Given passage:
• • •
Single by Lisette Melendez

from the album Together Forever
- Released: January 1991
- Recorded: 1989
- Genre: Freestyle
- Length: 5:59 (album version)
- Label: Fever; Columbia;
- Songwriters: Carlos Berrios; Franc Reyes; Frank Malave;
- Producers: Carlos "After Dark" Berrios and Frankie Cutlass

Lisette Melendez singles chronology
| "If You Truly Love Me" (1990) | "Together Forever" (1991) | "A Day in My Life (Without You)" (1991) |

= Together Forever (Lisette Melendez song) =

"Together Forever" is a song performed and recorded by American singer Lisette Melendez and written by Carlos Berrios, Franc Reyes and Frank Malave in 1991. It was initially released as a 12-inch vinyl record and primarily used in dance clubs. It was later included on Melendez's 1991 album Together Forever.
• • •
Records shown:
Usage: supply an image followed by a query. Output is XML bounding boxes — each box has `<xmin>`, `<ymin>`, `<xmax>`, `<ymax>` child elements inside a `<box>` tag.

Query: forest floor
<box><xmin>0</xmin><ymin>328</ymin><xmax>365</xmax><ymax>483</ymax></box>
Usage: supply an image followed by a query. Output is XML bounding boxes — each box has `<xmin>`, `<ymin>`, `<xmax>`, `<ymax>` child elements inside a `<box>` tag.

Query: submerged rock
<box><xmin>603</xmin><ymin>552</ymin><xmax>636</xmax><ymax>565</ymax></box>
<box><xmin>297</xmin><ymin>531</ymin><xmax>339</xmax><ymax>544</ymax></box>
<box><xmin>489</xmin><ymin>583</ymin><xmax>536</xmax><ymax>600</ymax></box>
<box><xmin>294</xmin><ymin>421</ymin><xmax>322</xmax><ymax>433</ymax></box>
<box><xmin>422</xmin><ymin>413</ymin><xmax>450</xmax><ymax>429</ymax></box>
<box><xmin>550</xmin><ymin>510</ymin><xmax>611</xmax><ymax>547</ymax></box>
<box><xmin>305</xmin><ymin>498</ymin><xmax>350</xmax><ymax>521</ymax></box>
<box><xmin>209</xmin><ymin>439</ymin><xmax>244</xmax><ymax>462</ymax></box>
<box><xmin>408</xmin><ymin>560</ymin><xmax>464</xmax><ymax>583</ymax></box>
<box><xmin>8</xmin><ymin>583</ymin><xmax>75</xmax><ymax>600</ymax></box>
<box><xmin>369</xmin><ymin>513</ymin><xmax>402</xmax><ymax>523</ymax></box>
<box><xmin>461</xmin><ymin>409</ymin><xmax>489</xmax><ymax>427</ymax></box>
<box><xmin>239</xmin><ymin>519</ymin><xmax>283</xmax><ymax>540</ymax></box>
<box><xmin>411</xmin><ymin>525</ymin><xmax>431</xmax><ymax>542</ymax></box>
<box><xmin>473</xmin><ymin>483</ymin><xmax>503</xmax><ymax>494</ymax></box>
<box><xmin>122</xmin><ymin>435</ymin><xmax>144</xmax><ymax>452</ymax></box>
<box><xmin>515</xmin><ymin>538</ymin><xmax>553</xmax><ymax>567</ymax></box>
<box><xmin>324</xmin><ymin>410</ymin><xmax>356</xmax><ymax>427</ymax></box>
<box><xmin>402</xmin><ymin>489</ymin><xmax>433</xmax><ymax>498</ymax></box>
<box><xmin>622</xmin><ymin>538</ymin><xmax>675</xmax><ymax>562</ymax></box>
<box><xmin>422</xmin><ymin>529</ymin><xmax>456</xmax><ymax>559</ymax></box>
• • •
Problem to solve: After the listing, quote the Lisette Melendez song text from the words "Lisette Melendez singles" up to and including the words "album Together Forever.".

Result for this task:
Lisette Melendez singles chronology
| "If You Truly Love Me" (1990) | "Together Forever" (1991) | "A Day in My Life (Without You)" (1991) |

= Together Forever (Lisette Melendez song) =

"Together Forever" is a song performed and recorded by American singer Lisette Melendez and written by Carlos Berrios, Franc Reyes and Frank Malave in 1991. It was initially released as a 12-inch vinyl record and primarily used in dance clubs. It was later included on Melendez's 1991 album Together Forever.